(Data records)
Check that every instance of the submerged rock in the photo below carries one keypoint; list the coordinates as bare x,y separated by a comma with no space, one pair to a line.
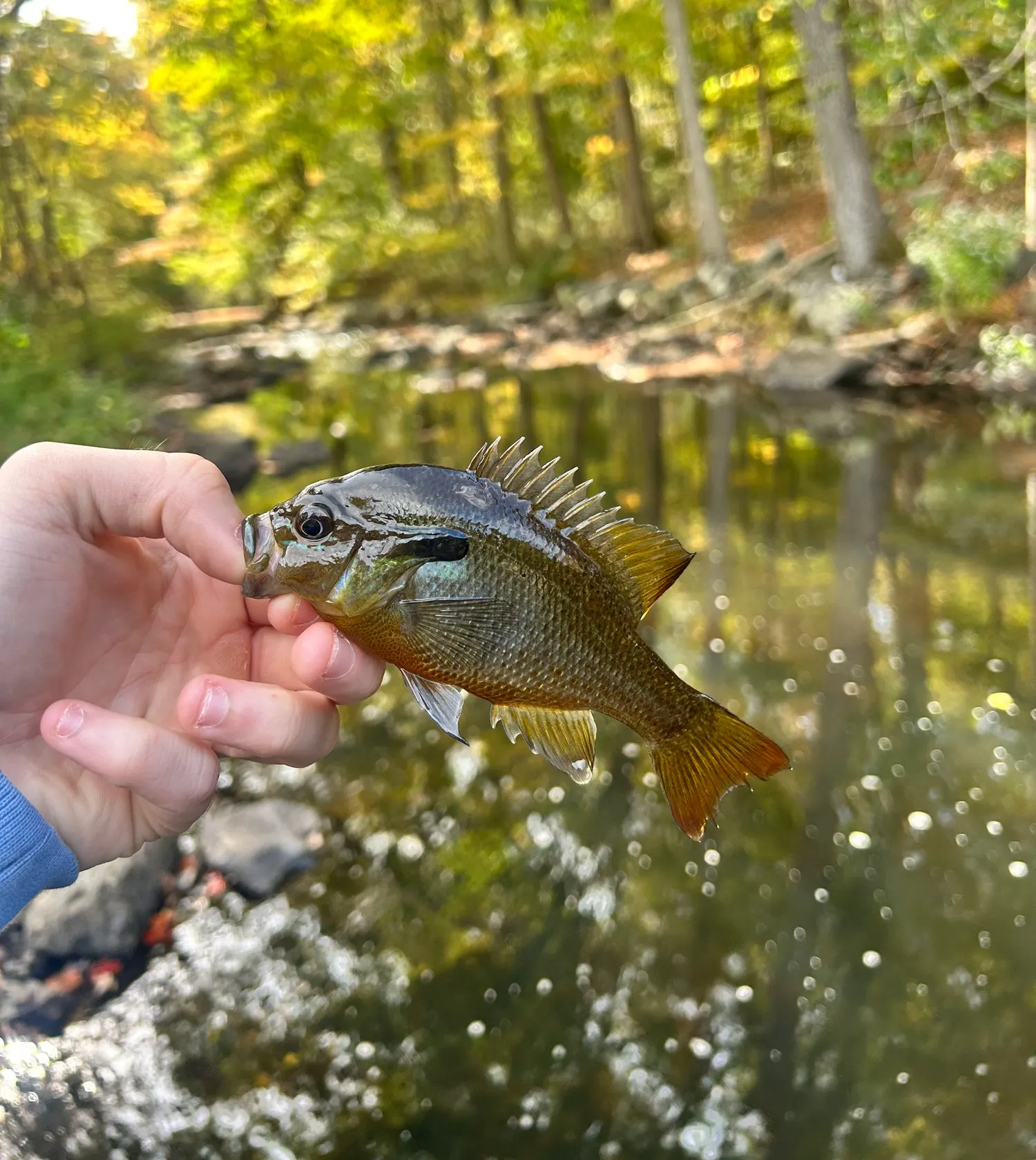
104,914
287,458
235,456
812,367
257,844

Exercise goal:
Rewrite all the entries above with "submerged" changed to "sunken" and every other part left as it is. Leave the pictures out.

Output of the exercise:
Check that every instance of the sunken rock in the photo below carries one keypoint; list the coordinates as bare x,y separated by a comma with no space, one pair to a line.
104,914
287,458
235,456
812,367
257,844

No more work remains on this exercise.